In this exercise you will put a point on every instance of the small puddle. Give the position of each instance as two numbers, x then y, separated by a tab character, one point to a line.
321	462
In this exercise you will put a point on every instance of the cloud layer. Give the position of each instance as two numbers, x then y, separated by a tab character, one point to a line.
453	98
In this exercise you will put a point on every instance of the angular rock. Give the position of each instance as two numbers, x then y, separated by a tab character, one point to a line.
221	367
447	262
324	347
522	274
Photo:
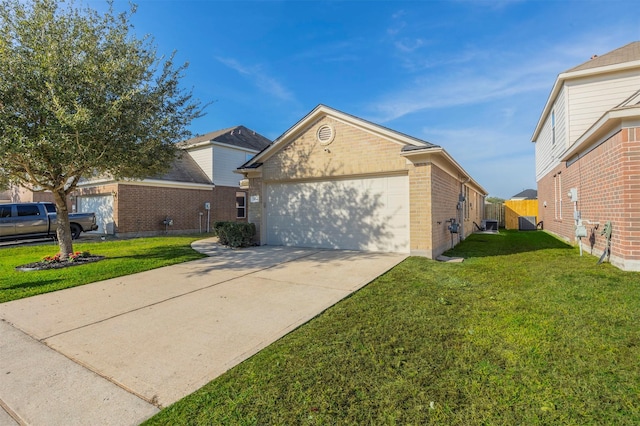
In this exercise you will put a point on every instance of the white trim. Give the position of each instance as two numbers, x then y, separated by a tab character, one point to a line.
608	125
320	112
148	182
563	77
244	195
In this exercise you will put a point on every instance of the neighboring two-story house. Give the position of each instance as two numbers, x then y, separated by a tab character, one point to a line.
199	188
337	181
588	156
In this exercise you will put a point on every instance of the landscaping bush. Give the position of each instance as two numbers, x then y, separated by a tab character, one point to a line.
235	234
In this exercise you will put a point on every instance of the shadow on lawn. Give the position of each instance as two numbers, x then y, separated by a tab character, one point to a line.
505	243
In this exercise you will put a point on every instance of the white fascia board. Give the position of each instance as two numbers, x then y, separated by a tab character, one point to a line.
196	145
609	124
96	181
320	111
446	162
562	77
146	182
168	184
547	107
238	148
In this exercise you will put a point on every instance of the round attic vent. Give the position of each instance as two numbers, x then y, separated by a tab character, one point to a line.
325	134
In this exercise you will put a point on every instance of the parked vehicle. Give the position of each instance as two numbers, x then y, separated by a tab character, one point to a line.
38	220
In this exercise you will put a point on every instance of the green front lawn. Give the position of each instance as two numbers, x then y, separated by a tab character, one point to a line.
123	257
523	332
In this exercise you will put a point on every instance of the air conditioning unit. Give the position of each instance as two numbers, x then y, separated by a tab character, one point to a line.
490	225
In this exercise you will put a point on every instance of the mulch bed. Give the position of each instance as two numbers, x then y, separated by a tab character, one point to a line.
42	265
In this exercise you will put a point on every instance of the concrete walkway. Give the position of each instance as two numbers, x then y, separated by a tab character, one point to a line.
115	351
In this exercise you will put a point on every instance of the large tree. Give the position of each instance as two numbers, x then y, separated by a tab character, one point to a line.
81	96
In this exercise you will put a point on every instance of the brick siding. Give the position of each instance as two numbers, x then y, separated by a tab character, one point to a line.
357	153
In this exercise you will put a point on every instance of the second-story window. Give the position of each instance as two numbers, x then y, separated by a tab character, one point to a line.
553	127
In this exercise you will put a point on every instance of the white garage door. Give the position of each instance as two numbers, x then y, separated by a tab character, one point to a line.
359	214
102	206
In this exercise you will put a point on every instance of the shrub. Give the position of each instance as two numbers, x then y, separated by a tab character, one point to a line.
235	234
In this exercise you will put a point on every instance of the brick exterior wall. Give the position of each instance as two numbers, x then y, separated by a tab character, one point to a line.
608	183
224	204
140	210
353	152
420	211
357	153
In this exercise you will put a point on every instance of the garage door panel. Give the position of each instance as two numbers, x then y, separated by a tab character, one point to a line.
366	214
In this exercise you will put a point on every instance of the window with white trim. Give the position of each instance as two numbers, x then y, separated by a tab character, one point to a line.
241	205
557	196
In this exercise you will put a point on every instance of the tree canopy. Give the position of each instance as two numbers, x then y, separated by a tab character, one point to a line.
81	96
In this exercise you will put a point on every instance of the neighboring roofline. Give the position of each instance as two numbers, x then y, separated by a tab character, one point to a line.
214	142
610	123
438	150
572	75
317	113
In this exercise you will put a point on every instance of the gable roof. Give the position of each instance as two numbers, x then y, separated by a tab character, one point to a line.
527	194
184	169
238	136
321	111
628	53
624	58
411	147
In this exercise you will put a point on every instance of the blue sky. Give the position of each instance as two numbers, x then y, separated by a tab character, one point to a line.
471	76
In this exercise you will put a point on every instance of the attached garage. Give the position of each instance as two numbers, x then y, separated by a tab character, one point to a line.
102	206
336	181
369	214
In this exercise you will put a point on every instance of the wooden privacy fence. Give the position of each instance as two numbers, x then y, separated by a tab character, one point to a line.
516	208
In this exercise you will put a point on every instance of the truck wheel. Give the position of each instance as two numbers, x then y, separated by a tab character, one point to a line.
75	231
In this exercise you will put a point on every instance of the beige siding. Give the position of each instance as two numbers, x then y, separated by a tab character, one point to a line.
352	152
547	151
225	161
204	157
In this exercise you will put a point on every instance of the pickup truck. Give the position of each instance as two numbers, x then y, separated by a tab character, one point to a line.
38	220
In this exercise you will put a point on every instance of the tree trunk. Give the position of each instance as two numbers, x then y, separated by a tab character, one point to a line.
63	230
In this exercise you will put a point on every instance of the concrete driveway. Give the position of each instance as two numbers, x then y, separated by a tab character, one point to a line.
115	351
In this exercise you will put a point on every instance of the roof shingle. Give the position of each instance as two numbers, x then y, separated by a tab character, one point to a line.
239	136
628	53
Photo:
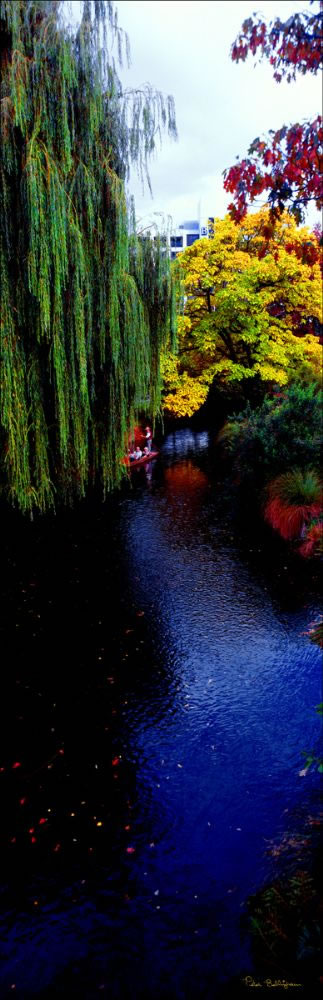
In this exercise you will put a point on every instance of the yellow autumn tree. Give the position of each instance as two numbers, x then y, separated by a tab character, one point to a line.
251	307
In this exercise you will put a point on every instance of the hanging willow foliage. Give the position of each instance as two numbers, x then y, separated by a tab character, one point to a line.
86	304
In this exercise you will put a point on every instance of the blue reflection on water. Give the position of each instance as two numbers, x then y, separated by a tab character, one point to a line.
217	715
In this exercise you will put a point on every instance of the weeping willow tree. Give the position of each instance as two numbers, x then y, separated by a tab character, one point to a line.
86	304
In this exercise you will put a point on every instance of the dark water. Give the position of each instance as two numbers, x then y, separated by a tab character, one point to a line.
157	694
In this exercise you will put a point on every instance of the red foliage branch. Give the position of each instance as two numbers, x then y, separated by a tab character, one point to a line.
292	46
287	165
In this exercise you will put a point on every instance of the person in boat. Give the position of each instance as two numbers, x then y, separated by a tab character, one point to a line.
149	437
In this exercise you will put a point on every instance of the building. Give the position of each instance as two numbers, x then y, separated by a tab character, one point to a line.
187	233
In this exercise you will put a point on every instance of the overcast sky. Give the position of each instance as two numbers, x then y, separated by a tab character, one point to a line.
182	47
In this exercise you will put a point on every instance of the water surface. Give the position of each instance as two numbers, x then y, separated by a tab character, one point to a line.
159	691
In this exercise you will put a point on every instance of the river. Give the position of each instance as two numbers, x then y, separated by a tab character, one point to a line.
158	691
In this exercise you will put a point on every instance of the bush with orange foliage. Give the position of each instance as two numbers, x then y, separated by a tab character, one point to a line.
313	543
293	500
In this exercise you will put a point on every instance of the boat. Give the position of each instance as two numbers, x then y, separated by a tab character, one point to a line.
141	461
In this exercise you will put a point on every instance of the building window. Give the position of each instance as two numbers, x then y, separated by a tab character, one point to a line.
191	237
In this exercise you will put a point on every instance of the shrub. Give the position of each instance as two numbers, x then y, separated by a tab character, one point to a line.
281	433
293	499
313	543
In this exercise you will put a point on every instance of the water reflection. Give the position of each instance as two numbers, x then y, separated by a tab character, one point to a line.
158	705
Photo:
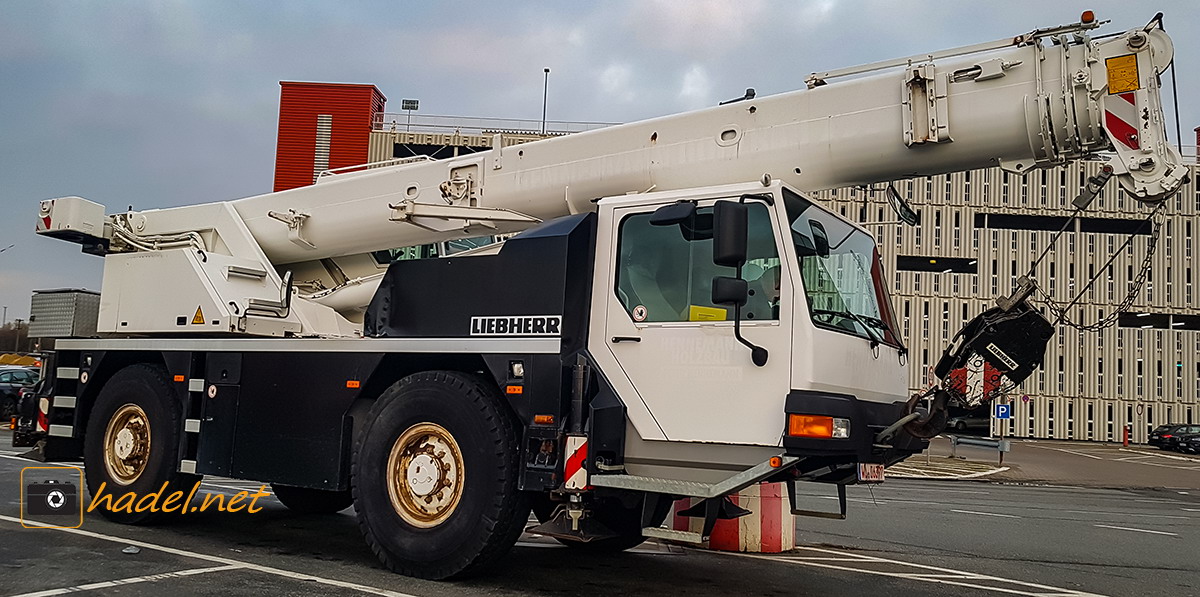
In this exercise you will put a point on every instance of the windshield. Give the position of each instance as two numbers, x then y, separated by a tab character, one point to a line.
841	273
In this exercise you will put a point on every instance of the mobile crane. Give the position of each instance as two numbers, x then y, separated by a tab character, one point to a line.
675	318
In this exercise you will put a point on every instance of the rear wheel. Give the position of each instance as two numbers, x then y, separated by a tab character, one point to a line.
435	476
132	442
312	501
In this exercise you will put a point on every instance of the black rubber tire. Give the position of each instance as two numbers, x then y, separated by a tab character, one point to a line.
149	387
622	518
312	501
491	512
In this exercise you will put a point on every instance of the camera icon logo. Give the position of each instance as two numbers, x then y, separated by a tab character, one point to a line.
51	494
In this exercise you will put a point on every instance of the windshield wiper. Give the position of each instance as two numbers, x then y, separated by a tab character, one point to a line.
867	321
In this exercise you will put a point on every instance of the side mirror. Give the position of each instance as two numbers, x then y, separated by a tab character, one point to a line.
820	239
732	291
730	234
901	207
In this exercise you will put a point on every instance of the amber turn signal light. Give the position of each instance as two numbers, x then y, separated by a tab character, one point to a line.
809	426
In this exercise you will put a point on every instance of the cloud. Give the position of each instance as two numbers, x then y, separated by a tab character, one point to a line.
695	28
616	83
696	90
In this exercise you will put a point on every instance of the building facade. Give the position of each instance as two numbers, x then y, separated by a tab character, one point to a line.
979	230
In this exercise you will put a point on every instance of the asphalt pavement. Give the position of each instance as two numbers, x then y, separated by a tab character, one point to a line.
904	537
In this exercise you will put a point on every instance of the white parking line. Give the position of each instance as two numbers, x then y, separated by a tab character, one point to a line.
1135	530
1121	514
1072	452
983	513
928	574
109	584
239	564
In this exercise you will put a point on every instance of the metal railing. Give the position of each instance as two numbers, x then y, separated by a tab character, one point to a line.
473	125
369	166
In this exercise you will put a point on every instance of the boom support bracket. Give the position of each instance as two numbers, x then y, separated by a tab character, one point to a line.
409	210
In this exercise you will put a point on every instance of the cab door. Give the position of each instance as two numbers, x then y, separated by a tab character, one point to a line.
676	348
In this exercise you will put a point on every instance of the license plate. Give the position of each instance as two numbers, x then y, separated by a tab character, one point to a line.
870	472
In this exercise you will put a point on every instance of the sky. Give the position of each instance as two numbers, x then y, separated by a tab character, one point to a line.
165	103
━━━━━━━━━━━━━━━━━━━━
Required work:
Extract, exactly, the lines above that begin at the line containing "the white parking" and end at the final line of the records; add no other text.

Answer for the task:
In this exercise you will put a point on every instance of the white parking line. Give the position of each instance as two numbers, x then y, separated by a tab character, one point to a line.
1135	530
1121	514
1072	452
983	513
928	574
109	584
239	564
In this exercise you will put a point on every instance of the metal railing. Give the position of each instance as two numbers, x then y, separated by a tab character, one point to a line.
473	125
369	166
In this exercise you will put a point on every instance of the boom support bracket. Give the position of each instance as two numbers, x then y, separated by a tab character, one point to a line.
409	210
In this exercise you will put a point on every instance of the cab door. Give the position of each instance as two numbers, x then y, separated by a tab character, one point to a line.
676	348
In this exercise you will put a point on every instance of the license plate. Give the position of each instance as two numbers, x then y, separated by a tab character, one point to a line.
870	472
In this exercise you will put a point on every instance of the sky. Give the position of each instance as two numbers, x then y, separated by a tab character, one point to a line.
165	103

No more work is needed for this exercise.